**Bloco de texto:**

::::

Sexta Sei: A música cristalina e instrumental do Duo Nascente desafia a era das dancinhas de TikTok

Dupla formada pela violonista Bia Nascimento e pelo vibrafonista João Cordeiro lança hoje bom EP com composições da nova geração de músicos juiz-foranos

por Fabiano Moreira
sextaseibaixocentro@gmail.com

Fotos: Marina Costa

Chega hoje às plataformas digitais o lindo EP de estreia do Duo Nascente, autointitulado, do projeto instrumental juiz-forano criado pela violonista Bia Nascimento, 32 anos, e pelo vibrafonista João Cordeiro, 38, que já tinham sextado aqui com o single “Água de Nascente”, quando explico como funciona um vibrafone. O EP traz cinco composições que mostram a força de uma nova geração que pensa a música para além das salas de concerto, com faixas assinadas por bons compositores da cidade, como Dudu Costa, Juliana Stanzani, Daniel Lovisi, Leandro Domith, Caetano Brasil e a própria Bia Nascimento.

::::

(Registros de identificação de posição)
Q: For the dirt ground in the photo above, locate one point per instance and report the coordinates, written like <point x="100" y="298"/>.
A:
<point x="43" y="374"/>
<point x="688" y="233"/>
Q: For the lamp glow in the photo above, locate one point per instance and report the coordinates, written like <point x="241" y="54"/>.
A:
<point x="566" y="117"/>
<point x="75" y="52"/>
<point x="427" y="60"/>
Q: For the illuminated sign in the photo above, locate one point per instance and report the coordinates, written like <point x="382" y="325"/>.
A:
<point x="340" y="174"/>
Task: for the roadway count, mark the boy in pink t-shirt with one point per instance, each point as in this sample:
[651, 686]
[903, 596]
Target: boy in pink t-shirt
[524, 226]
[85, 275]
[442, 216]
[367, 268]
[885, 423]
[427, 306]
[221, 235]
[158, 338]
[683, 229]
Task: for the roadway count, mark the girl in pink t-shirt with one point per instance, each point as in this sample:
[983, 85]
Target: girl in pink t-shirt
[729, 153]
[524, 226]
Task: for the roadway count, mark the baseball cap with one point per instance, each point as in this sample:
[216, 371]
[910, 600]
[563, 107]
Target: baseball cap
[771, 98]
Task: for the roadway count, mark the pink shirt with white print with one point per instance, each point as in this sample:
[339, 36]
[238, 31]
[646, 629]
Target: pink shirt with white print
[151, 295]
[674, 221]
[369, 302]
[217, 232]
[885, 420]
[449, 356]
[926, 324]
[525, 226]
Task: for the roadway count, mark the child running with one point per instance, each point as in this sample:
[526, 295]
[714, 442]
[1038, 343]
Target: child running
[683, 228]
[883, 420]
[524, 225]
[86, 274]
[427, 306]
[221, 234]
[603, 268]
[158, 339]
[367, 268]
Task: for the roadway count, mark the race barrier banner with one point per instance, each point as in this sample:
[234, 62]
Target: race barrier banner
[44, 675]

::::

**Complete o seguinte:**
(a) No texto sobre o Duo Nascente, que instrumento João Cordeiro toca?
(b) Por favor, retome o texto sobre o Duo Nascente e dê continuidade a ele após a última frase.
Os dados não têm nenhum papel nesta atividade.

**Respostas por tarefa:**
(a) O vibrafone.

(b)
Batemos um papo, por e-mail, para falar de como a formação é inusitada com esse belo encontro do vibrafone com o violão, ambos instrumentos, simultaneamente,  harmônicos e melódicos, e da relação com a água, esse “toque azul e leve”, nas aspas da Bia. Falamos também da valorização dos compositores locais e do EP solo de Bia, “Brasa Cor”, que chega em setembro, e dos desafios de se fazer música instrumental em tempos de dancinhas de TikTok.

Moreira – O projeto de vocês é muito bonito e surpreendente, desperta delicadezas na gente. Como surgiu a ideia? Muito inusitada a formação…

João Cordeiro – Tudo começou em 2017, quando eu comprei o vibrafone. Pesquisando sobre o instrumento, encontrei alguns vídeos do vibrafonista Arthur Lipner tocando com o violonista/guitarrista Nelson Faria. Fiquei impressionado ao ouvir a sonoridade do vibrafone com o violão e logo decidi que queria formar um duo assim. A primeira pessoa que me veio à mente foi a Bia Nascimento, violonista que já conhecia há um tempo, mas com quem nunca havia tocado junto. Nós estudávamos música na UFJF na época, então, entre uma aula e outra, fiz o convite à Bia, que topou na hora.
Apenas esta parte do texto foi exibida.